> _Exercise details_: Please state how long the software typically runs under HP-UX before it core dumps, according to the forum post.

[START OF Page text]

Hi UNIXers, I'm working on a port of a very large C++ project from Windows to Unix. The aim is to get the system running successfully under HP-UX 11i. The application is multithreaded and runs as a service under Windows and as a daemon under Unix. The application uses the 3rd party libraries boost, CenterPoint XML, OTL++ and libodbc++. It currently interacts with SQL Server and Oracle databases. I have to say that I'm definitively not a Unix person; my skills are in the Windows arena. Even so I have managed to convert the code successfully so that it runs fine under Linux RH8 and RH9 (compiled using GCC 3.2). However, I'm extremely frustrated to find that I have a major problem with the software under HP-UX: it seems to CORE dump after running for "some time" (typically 2 - 3hrs). I simply don't know enough about HP-UX and urgently need someone assist me. The skills that I'm seeking are: - HP9000/HP-UX 11i - C++ - STL, pthread (or even better boost::thread) - GCC and GDB One word of caution: the HP9000 machine I'm using for testing is located in the USA and Internet access is relatively slow. I have managed using an X-client, but response times make this a fairly impracticable option. I'd love to hear from anyone who might be interested. Peter Hug Warehouse Optimization LLC Phone +64-6-8354933

using GCC 3.2). However, I'm extremely frustrated to find that I have a major problem with the software under HP-UX: it seems to CORE dump after running for "some time" (typically 2 - 3hrs).

[END OF Page text]
[START OF Data extract]

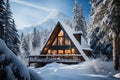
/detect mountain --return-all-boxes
[18,11,70,34]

[END OF Data extract]

> _Answer to this problem_: Typically 2 to 3 hours.